Requirement A:
Answer these questions using the text on Grayshott:
(i) What is the nearest rail link to Grayshott?
(ii) Which road marks the boundary between Hampshire and Surrey?
(iii) Until what year was Grayshott part of Headley civil parish?
Requirement B:
Output, word for word, the stretch of the Grayshott text from "Grayshott is a" through "the present village.".

Given text:
Village and parish in Hampshire, England

Grayshott is a village and civil parish in the East Hampshire district of Hampshire, England. It is on the Hampshire / Surrey border 4 mi northwest of Haslemere by road, and 46 mi southwest of central London. The nearest rail link is Haslemere railway station.

The present village consists of houses and shops on either side of the B3002 Headley Road, which leads from the A333 at Hindhead to Headley Down, Headley and Bordon, and Crossways Road which runs south east from the centre of the village. East of the village centre, joining these two roads, is Boundary Road, which marks the boundary between Hampshire and Surrey.

Originally, the name referred to a hamlet a mile west of the present village.

Grayshott was part of Headley parish until 1901 (ecclesiastical parish) and 1902 (civil parish). The present civil parish is part of East Hampshire District. There are three listed buildings in the parish.

Dataset records:
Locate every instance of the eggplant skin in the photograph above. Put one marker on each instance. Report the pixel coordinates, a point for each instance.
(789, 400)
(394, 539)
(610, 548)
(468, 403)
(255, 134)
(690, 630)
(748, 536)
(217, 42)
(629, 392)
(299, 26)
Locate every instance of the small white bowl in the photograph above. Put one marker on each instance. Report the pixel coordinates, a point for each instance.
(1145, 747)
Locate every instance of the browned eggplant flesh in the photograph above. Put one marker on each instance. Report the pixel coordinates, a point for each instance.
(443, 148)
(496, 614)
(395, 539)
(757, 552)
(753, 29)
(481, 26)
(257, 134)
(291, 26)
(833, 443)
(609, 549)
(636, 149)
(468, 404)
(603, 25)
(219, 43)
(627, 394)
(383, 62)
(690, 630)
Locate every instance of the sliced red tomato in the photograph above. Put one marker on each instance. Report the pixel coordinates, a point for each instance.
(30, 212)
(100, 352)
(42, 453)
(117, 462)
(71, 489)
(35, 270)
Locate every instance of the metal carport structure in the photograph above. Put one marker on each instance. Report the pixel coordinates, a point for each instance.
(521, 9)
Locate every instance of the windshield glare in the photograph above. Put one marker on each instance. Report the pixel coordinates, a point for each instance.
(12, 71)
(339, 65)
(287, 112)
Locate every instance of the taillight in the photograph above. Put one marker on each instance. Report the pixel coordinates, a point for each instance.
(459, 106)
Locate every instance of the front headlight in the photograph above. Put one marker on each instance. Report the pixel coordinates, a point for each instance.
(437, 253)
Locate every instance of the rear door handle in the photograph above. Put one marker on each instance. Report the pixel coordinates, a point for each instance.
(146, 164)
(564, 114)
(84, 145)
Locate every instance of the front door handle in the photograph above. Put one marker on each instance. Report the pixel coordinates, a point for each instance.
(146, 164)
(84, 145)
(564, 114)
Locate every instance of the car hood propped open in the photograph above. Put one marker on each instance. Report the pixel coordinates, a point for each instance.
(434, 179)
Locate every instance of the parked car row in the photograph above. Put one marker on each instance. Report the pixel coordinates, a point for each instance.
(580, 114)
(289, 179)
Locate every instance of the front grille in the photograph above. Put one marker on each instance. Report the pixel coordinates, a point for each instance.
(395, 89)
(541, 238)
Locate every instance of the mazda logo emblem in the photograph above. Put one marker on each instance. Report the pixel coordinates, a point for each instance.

Result A:
(i) Haslemere railway station
(ii) Boundary Road
(iii) 1902

Result B:
Grayshott is a village and civil parish in the East Hampshire district of Hampshire, England. It is on the Hampshire / Surrey border 4 mi northwest of Haslemere by road, and 46 mi southwest of central London. The nearest rail link is Haslemere railway station.

The present village consists of houses and shops on either side of the B3002 Headley Road, which leads from the A333 at Hindhead to Headley Down, Headley and Bordon, and Crossways Road which runs south east from the centre of the village. East of the village centre, joining these two roads, is Boundary Road, which marks the boundary between Hampshire and Surrey.

Originally, the name referred to a hamlet a mile west of the present village.